Clot busting drugs are an established part of the tool kit in reducing damage related to strokes. Understanding exactly when to administer them is key to making sure they are used in the most effective way possible. This release describes a study of one mobile stroke unit’s experience administering clot-busting drugs — or tissue plasminogen activator (tPA).
These study findings have not been peer reviewed for publication in a journal and appear to have major caveats around them. We won’t know all the details until the full study is published, and so we were pleased to see some caution expressed in the news release. A few more additions, like cost information and a better explanation of the benefits, would have helped make this release even better.
[Editor’s note: A reference to clot-busting drugs “saving lives” was removed from the review. As noted in the comments section, the scope of benefits offered by tPA is controversial and the American Heart Association withdrew “life-saving” claims about tPA as discussed in these BMJ and Mother Jones stories.]
The recent deployment of a handful of mobile stroke units across the country staffed with specialists and CT scanners makes this a timely release, particularly amidst the backdrop of unsustainable health care costs. The cost of outfitting all US cities with these types of units would be very great, and most of the new mobile units have been funded by private donors. Mobile stroke units could be most useful in remote areas where there is a long transport time from the scene to a hospital that could give thrombolytic therapy, but those areas are the least likely to have enough volume of patients to sustain the expertise of the mobile stroke unit’s staff.
The release briefly mentions the issue of costs with this statement: “Its better outcomes could offset the increased costs of a mobile stroke unit.”

- _Apply what you read_
**a)** Answer these questions from the mobile stroke unit text:
(i) What is tPA short for?
(ii) Which organization withdrew "life-saving" claims about tPA?
(iii) Who has funded most of the new mobile stroke units?
**b)** Carry the mobile stroke unit text forward from its final sentence, in the same voice.
The rows that come next are separate material and have nothing to do with the mobile stroke unit text.

- _Data extracts_
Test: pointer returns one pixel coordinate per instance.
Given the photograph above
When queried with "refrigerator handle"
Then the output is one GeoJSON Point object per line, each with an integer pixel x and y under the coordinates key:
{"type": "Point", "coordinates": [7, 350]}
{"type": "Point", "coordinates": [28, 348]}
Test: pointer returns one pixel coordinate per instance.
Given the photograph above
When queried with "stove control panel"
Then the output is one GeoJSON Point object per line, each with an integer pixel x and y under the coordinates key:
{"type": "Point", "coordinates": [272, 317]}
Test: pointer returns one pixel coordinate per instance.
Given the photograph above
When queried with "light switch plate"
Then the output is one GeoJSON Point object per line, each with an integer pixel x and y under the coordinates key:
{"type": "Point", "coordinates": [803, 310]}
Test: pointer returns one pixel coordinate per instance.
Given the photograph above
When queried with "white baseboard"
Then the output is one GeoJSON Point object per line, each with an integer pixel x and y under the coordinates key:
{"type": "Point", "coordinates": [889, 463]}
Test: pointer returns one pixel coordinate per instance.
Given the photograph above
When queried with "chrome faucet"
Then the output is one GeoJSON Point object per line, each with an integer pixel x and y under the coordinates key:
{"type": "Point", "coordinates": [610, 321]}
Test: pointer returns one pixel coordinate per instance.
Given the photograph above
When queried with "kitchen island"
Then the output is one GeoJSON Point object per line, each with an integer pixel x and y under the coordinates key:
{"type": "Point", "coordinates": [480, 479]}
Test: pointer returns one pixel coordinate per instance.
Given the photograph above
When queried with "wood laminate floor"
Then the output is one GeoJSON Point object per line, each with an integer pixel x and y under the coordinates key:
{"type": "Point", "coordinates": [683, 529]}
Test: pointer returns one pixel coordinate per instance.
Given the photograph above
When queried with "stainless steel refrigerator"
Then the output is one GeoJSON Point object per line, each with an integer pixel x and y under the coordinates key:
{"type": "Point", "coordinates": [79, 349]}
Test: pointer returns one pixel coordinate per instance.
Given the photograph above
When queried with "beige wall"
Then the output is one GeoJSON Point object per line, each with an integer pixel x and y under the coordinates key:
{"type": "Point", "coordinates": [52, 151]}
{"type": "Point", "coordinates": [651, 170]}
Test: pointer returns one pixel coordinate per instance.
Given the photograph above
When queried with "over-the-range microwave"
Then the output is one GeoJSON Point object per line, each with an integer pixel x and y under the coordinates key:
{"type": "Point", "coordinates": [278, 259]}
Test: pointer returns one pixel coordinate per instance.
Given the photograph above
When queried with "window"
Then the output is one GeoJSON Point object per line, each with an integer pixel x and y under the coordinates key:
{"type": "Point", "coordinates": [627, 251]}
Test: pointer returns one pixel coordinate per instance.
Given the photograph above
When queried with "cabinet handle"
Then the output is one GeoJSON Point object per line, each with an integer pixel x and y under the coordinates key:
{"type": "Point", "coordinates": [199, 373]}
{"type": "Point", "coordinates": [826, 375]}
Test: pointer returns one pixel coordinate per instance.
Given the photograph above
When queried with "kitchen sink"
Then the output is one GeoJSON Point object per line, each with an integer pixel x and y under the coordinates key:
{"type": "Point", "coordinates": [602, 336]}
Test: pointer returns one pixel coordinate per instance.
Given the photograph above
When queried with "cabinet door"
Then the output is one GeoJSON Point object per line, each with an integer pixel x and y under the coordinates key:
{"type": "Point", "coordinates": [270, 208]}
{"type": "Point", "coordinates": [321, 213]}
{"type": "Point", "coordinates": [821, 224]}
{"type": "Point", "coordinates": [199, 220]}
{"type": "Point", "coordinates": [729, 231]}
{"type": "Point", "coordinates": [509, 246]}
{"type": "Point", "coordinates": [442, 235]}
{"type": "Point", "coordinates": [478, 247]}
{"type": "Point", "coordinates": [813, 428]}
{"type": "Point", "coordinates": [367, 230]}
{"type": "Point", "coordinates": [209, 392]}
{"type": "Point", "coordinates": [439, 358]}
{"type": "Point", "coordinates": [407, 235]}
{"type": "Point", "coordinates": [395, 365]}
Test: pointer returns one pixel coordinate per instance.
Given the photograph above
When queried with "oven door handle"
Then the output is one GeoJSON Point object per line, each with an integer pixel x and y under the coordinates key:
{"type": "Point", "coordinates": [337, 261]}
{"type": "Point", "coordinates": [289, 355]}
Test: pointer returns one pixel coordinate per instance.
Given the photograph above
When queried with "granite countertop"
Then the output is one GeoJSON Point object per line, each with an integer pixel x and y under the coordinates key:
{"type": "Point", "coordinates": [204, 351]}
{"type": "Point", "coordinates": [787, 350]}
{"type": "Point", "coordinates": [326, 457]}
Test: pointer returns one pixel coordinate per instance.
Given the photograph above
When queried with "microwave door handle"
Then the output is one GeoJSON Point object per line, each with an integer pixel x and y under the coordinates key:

- _Numbered answers_
**a)**
(i) Tissue plasminogen activator.
(ii) The American Heart Association.
(iii) Private donors.

**b)**
We thought the release would have been better if it had noted the nominal cost of clot busting drugs as well as the cost of a CT scanner and additional personnel essential to mobile stroke units, which would be considerable.
The release does describe the benefits using numbers, but it does so in such a way that readers could be misled. The entire study only included 658 stroke patients. Half received a clot-busting drug at the hospital and half received it in the ambulance. And yet when presenting the benefits, the release presents them as a rate, saying that “three months after stroke, 182 out of every 1,000 patients treated before arriving at hospital were less disabled, including 58 patients who had zero disability, compared to people who received treatment after reaching the hospital.”
How a rate like this based on just 329 patients (half of the total cohort) was derived is never explained, and the description makes it sound like there were thousands of patients in the study.
The release does raise risks in a meaningful way. It says:
“But tPA is not indicated and could hurt a patient’s chances if they are having a hemorrhagic stroke, in which a blood vessel ruptures. That is why patients need a CT scan to confirm the type of stroke before receiving tPA.”
However, that statement could have gone further and noted that some patients with a negative CT scan may have a hemorrhage after getting tPA.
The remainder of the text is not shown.